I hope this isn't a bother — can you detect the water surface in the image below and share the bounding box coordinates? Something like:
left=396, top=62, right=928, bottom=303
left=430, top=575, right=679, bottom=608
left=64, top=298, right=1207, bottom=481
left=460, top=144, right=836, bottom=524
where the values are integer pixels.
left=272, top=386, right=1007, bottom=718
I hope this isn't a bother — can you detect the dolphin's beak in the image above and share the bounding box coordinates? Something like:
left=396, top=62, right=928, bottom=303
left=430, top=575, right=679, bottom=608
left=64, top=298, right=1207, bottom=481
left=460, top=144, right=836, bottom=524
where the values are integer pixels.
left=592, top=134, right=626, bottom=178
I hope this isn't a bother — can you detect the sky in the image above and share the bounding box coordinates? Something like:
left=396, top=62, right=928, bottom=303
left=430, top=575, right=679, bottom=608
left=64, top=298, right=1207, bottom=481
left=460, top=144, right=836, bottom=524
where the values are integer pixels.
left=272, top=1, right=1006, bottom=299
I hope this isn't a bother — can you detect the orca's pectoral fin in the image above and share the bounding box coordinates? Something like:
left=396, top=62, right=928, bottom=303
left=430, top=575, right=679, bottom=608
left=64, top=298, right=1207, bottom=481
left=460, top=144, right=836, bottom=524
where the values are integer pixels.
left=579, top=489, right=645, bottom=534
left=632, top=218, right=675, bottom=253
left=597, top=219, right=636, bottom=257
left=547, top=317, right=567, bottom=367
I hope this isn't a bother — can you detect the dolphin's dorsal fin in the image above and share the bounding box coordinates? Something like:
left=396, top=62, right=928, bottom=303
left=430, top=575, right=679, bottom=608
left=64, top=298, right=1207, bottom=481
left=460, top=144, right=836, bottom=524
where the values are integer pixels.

- **PROBLEM DESCRIPTION**:
Would you write out the full listing exactly as given?

- **EXERCISE SOLUTION**:
I hope this isn't a bother — can you detect the water surface in the image below and share the bounding box coordinates? Something like:
left=396, top=62, right=928, bottom=303
left=430, top=575, right=679, bottom=608
left=64, top=298, right=1207, bottom=481
left=460, top=144, right=836, bottom=524
where the values are integer pixels.
left=272, top=386, right=1007, bottom=718
I hope this isn't a bother — can you detect the dolphin's beak in the image above and share the bounding box coordinates? Something like:
left=396, top=62, right=928, bottom=303
left=430, top=575, right=679, bottom=608
left=64, top=298, right=1207, bottom=481
left=460, top=144, right=836, bottom=524
where the values are integer pixels.
left=592, top=134, right=626, bottom=178
I hope this isn't a bother — can you detect the sky in the image above and share the bounding box coordinates? Something like:
left=396, top=62, right=928, bottom=303
left=430, top=575, right=679, bottom=608
left=64, top=298, right=1207, bottom=481
left=460, top=144, right=836, bottom=524
where the values are integer pixels.
left=272, top=1, right=1006, bottom=299
I hope this isn't a bother — can you detect the orca's pectoral fin in the image above and share the bounding box coordinates? Something like:
left=396, top=62, right=928, bottom=303
left=430, top=575, right=679, bottom=608
left=64, top=298, right=1207, bottom=481
left=460, top=144, right=836, bottom=524
where the values are integer pixels.
left=579, top=489, right=645, bottom=534
left=632, top=218, right=675, bottom=253
left=597, top=219, right=636, bottom=257
left=547, top=317, right=567, bottom=367
I hope this isn't a bother — can you detect the dolphin's dorsal fin in the image above and share the bounding box coordinates? Something like:
left=396, top=62, right=928, bottom=303
left=430, top=575, right=679, bottom=608
left=64, top=298, right=1207, bottom=481
left=460, top=144, right=836, bottom=524
where the values are integer pixels.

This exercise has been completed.